COVID-19 brought many challenges over the last year, including a huge increase in the need for food. Before the pandemic, Lighthouse typically provided food assistance to an average of 200-300 Oakland County residents per week. Since spring of 2020, we’ve been providing food to 4,500 – 5,000 people per week and that need continues.
As a result, Lighthouse created the new role of Director of Food Programs and brought Anna Kohn on board. Anna is now leading daily operations and overall strategy of Lighthouse’s food distribution efforts. She joined the team in December.
“Before I took this job, in asking how Lighthouse’s food programs operated, and I was told repeatedly, ‘We’re building the plane as we’re flying it.’ That notion has driven the way we’ve operated in collecting, distributing, and donating food in the community during this time,” she said. “What we do, and what so many other community organizations do, has never been done in such a unique, socially-distant, and sometimes reactive manner.”
Anna grew up in Oakland County and graduated from The Roeper School in Birmingham. She went on to attend Hampshire College in Amherst, Mass. where students are offered the ability to design their own major. Anna chose ‘Detroitology.’
“Better explained as an independent student of politics, poverty, and economic trends in Detroit, with a specific focus on homelessness and mayoral politics between 1943 and 2005,” she said. “Through this work, it became evident that it is truly the efforts of grassroots organizations that make the biggest differences in the lives of our hardest-hit communities.”

══════

_Prompt_.
Using the passage about Lighthouse's food programs, answer each question:
1. On average, how many Oakland County residents did Lighthouse give food assistance to per week before the pandemic?
2. In what month did Anna Kohn join the team?
3. What major did Anna choose at Hampshire College?
Rely solely on the passage about Lighthouse's food programs when responding.

══════

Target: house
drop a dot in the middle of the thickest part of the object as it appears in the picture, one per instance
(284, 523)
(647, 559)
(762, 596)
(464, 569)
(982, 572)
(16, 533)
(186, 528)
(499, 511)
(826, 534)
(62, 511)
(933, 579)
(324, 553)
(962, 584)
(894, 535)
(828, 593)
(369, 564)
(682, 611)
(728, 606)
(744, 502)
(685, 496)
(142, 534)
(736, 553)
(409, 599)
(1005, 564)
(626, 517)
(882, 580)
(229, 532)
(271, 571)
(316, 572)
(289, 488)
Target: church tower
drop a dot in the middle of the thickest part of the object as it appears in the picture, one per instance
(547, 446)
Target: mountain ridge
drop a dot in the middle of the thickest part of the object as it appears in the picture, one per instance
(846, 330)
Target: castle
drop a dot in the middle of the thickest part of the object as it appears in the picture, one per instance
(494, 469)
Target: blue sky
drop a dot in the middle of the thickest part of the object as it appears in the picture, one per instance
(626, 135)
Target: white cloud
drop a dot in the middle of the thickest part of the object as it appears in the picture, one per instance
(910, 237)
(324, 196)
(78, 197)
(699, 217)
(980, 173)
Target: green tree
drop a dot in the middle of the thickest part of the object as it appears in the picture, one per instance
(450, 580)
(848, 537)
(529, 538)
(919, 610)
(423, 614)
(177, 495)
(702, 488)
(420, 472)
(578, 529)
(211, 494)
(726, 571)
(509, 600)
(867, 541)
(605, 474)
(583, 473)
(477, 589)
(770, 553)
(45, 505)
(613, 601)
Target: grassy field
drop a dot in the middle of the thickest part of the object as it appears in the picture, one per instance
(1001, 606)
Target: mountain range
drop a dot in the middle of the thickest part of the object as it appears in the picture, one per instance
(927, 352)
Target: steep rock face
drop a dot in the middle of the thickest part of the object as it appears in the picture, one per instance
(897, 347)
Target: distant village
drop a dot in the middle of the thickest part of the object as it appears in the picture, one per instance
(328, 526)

══════

_Response box_.
1. 200-300 per week
2. December
3. 'Detroitology'